**Task instructions:**
Render every line of the material below as a JSON list of strings, one string per line, with blank lines and the picture omitted.

····················

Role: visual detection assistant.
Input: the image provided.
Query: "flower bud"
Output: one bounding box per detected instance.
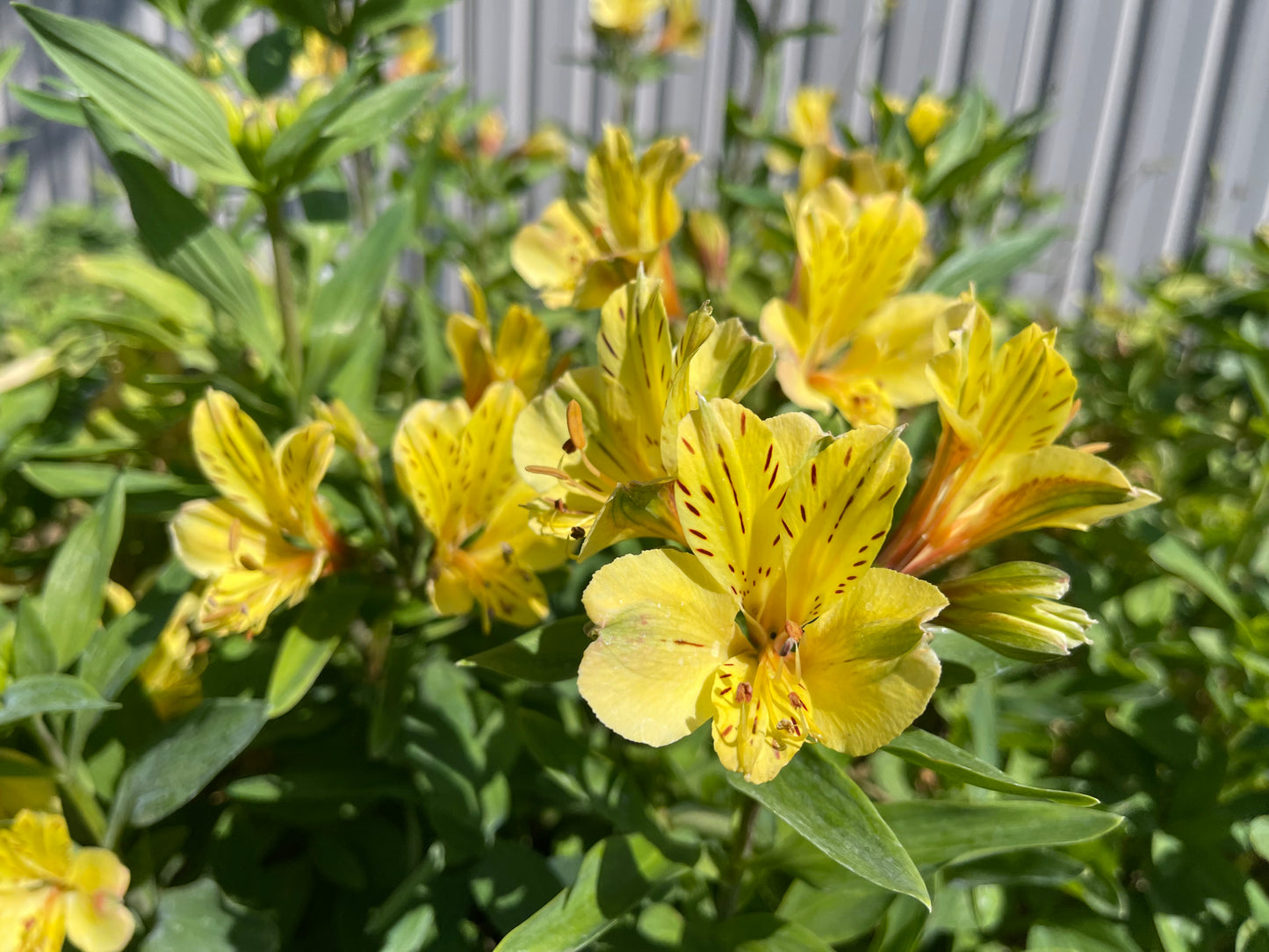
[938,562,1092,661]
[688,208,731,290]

····················

**The completed task:**
[
  "Role: visual detection assistant.",
  "Input: the image provided.",
  "Query: \"flower bud\"",
  "Output: one bounding box per detected instance.",
  "[938,562,1092,661]",
  "[688,208,731,290]"
]